DIRECTION - Reproduce the listing below with "marker" changed to "point" wherever it occurs, keeping everything else the same.

---------- EXCERPTED DATA

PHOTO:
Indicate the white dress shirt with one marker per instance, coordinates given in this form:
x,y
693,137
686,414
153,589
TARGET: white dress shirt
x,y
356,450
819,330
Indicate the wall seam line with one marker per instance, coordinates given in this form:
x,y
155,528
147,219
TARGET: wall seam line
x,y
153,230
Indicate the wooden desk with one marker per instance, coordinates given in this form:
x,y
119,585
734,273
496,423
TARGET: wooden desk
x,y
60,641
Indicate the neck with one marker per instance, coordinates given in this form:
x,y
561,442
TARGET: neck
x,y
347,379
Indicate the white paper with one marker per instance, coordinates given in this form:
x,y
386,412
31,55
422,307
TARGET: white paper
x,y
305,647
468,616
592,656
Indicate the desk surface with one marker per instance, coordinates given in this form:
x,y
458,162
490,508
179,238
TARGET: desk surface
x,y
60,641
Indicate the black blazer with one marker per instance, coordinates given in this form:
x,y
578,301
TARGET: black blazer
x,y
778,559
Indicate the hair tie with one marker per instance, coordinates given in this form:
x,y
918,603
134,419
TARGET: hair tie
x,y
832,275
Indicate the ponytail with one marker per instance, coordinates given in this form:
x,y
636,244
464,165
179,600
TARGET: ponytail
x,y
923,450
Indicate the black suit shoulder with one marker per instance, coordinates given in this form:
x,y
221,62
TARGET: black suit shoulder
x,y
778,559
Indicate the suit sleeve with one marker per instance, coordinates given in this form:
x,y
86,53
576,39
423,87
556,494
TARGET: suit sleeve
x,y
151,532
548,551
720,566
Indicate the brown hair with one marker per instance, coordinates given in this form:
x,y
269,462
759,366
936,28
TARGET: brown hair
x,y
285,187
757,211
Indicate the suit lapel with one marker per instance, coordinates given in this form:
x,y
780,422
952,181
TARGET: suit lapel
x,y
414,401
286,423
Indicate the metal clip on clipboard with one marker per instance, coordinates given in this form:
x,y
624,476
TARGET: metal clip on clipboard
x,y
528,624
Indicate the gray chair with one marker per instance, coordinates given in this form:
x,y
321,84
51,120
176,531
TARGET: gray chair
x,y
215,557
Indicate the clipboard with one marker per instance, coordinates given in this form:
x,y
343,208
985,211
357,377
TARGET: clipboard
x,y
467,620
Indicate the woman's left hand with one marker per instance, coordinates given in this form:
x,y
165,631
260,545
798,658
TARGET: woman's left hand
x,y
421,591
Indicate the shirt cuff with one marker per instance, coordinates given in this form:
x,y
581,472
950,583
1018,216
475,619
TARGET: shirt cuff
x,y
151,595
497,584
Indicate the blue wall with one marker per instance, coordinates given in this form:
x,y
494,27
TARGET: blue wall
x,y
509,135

--------------------

THE ANSWER -
PHOTO:
Indicate the white dress shirt with one point per instance, coordinates given in this form:
x,y
693,137
686,414
153,589
TARGET: white dress shirt
x,y
356,450
819,330
Indicate the wall seam line with one point per instance, coordinates given in this form:
x,y
155,528
147,219
TARGET: wall seam line
x,y
153,230
Indicate the wooden desk with one point per instance, coordinates given in this form:
x,y
119,585
734,273
496,423
TARGET: wooden desk
x,y
60,641
Indicate the neck with one point per instance, coordinates given in this form:
x,y
561,442
TARGET: neck
x,y
347,379
Indicate the white paper with one point per instance, coordinates given in this form:
x,y
386,412
31,55
422,307
TARGET: white paper
x,y
305,647
468,616
592,656
Indicate the desk surface with one point per instance, coordinates given in this form:
x,y
458,162
490,508
179,238
TARGET: desk surface
x,y
60,641
Indicate the black blazer with one point per instance, coordinates given in this form:
x,y
578,301
TARGET: black blazer
x,y
778,559
Indicate the hair tie with one point per instance, coordinates given in this form:
x,y
918,603
134,419
TARGET: hair tie
x,y
832,275
Indicate the ponytail with one point per instance, coordinates given in this form:
x,y
636,244
464,165
179,600
TARGET: ponytail
x,y
923,450
Indicate the black suit shoulder with one point per instance, coordinates given in this form:
x,y
221,62
TARGET: black suit shoulder
x,y
778,559
Indicate the suit sleeve with one point per instance, coordinates given in this form:
x,y
86,53
576,39
423,87
556,494
TARGET: suit sleeve
x,y
151,532
548,551
720,566
Indicate the brown hair with one point per instance, coordinates given in this form:
x,y
269,462
759,366
936,28
TARGET: brown hair
x,y
285,187
757,211
Indicate the suit lapel with one point per instance, coordinates given in this form:
x,y
780,422
952,181
TARGET: suit lapel
x,y
414,401
286,423
Indicate the metal clip on clipboard with one point per instance, coordinates given in this form:
x,y
624,476
TARGET: metal clip on clipboard
x,y
528,624
Indicate the gray chair with one point per instance, coordinates given in this form:
x,y
321,84
51,120
176,531
TARGET: gray chair
x,y
215,557
Indicate the clipboard with one point per instance, coordinates given in this form:
x,y
343,208
985,211
357,377
TARGET: clipboard
x,y
467,620
Indicate the woman's left hand with one point per instance, coordinates given in this form:
x,y
165,631
260,545
798,658
TARGET: woman's left hand
x,y
421,591
Indicate the shirt cuff with one point per instance, coordinates given in this form:
x,y
581,472
950,583
1018,216
475,619
TARGET: shirt cuff
x,y
151,595
497,584
Indicate the blue wall with one point per instance, coordinates given in this form:
x,y
494,27
TARGET: blue wall
x,y
509,135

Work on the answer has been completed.